## ABOUT THIS EXERCISE
Each line of the data should be repeated precisely.

────────────────

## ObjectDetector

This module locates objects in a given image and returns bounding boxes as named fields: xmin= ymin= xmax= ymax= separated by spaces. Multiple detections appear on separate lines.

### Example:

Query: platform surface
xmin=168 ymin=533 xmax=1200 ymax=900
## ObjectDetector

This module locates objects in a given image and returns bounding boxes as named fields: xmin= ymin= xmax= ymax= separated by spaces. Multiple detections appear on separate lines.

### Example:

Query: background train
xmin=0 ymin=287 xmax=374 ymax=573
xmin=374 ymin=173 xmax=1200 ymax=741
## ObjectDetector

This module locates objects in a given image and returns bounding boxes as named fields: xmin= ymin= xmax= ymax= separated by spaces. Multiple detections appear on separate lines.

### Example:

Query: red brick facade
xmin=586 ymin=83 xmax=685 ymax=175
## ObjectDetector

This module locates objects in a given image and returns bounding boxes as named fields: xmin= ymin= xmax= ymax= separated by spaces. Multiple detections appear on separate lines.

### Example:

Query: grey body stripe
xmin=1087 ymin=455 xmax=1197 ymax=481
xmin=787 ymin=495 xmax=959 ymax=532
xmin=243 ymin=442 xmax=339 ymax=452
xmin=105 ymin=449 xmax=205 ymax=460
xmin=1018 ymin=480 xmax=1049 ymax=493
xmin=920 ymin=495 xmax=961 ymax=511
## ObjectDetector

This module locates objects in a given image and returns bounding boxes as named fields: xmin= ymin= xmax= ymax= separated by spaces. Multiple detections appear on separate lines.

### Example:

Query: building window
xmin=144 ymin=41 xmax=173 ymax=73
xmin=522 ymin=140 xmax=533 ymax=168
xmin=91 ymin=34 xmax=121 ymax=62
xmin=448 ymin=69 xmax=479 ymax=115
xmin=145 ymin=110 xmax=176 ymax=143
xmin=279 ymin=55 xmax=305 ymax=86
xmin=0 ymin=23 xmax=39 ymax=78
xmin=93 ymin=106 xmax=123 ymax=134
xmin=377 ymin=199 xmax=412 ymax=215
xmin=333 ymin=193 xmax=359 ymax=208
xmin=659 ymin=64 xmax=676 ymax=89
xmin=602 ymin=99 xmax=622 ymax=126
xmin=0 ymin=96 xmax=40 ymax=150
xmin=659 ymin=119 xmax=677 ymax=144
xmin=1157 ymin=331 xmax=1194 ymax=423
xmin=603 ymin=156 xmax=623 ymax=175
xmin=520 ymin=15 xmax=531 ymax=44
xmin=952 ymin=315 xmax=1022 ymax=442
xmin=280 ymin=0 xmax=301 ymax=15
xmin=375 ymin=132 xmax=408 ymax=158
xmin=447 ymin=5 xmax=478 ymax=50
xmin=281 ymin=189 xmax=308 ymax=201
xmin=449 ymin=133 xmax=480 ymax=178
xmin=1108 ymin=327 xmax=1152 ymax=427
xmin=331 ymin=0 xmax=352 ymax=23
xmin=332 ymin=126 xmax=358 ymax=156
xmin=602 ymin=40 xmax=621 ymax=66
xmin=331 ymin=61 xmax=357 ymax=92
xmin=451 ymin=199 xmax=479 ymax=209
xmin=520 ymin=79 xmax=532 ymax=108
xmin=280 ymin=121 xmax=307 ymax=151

────────────────

## REPLY TO THE EXERCISE
## ObjectDetector

This module locates objects in a given image and returns bounding boxes as named fields: xmin= ymin= xmax= ymax= separated by spaces. Multiple detections appear on separate lines.

### Example:

Query: platform surface
xmin=168 ymin=533 xmax=1200 ymax=900
## ObjectDetector

This module locates objects in a given image and returns bounding boxes as named fields: xmin= ymin= xmax= ymax= separated by spaces. Multiple detections appear on separate lines.

### Example:

Query: background train
xmin=0 ymin=287 xmax=374 ymax=573
xmin=374 ymin=173 xmax=1200 ymax=741
## ObjectDetector

This module locates objects in a given image and returns bounding boxes as named fields: xmin= ymin= xmax= ymax= separated by spaces. Multiple detections appear on separate lines.

### Example:

Query: red brick facade
xmin=586 ymin=83 xmax=685 ymax=175
## ObjectDetector

This module locates objects in a given image and returns bounding boxes as named fields: xmin= ymin= xmax= ymax= separated by spaces. Multiple detections appear on separate lines.

### Example:

Query: grey body stripe
xmin=1087 ymin=455 xmax=1197 ymax=481
xmin=787 ymin=495 xmax=959 ymax=532
xmin=243 ymin=442 xmax=339 ymax=452
xmin=105 ymin=449 xmax=205 ymax=460
xmin=1018 ymin=480 xmax=1049 ymax=493
xmin=920 ymin=495 xmax=961 ymax=511
## ObjectDetector

This module locates objects in a given image and returns bounding boxes as named fields: xmin= ymin= xmax= ymax= separated by spaces. Multiple detections appear on separate lines.

### Example:

Query: building window
xmin=144 ymin=41 xmax=173 ymax=73
xmin=522 ymin=140 xmax=533 ymax=168
xmin=91 ymin=34 xmax=121 ymax=62
xmin=448 ymin=69 xmax=479 ymax=115
xmin=145 ymin=110 xmax=176 ymax=143
xmin=279 ymin=55 xmax=305 ymax=86
xmin=0 ymin=23 xmax=39 ymax=78
xmin=93 ymin=106 xmax=123 ymax=134
xmin=377 ymin=199 xmax=412 ymax=215
xmin=333 ymin=193 xmax=359 ymax=208
xmin=659 ymin=64 xmax=676 ymax=89
xmin=602 ymin=99 xmax=622 ymax=126
xmin=0 ymin=96 xmax=40 ymax=150
xmin=659 ymin=119 xmax=677 ymax=144
xmin=1157 ymin=331 xmax=1194 ymax=423
xmin=603 ymin=156 xmax=623 ymax=175
xmin=520 ymin=15 xmax=531 ymax=44
xmin=952 ymin=315 xmax=1022 ymax=442
xmin=280 ymin=0 xmax=301 ymax=15
xmin=375 ymin=132 xmax=408 ymax=158
xmin=447 ymin=5 xmax=478 ymax=50
xmin=281 ymin=189 xmax=308 ymax=201
xmin=449 ymin=133 xmax=480 ymax=178
xmin=1108 ymin=327 xmax=1152 ymax=427
xmin=331 ymin=0 xmax=352 ymax=23
xmin=332 ymin=126 xmax=358 ymax=156
xmin=602 ymin=40 xmax=621 ymax=66
xmin=331 ymin=61 xmax=357 ymax=92
xmin=451 ymin=199 xmax=479 ymax=209
xmin=520 ymin=79 xmax=532 ymax=108
xmin=280 ymin=121 xmax=307 ymax=151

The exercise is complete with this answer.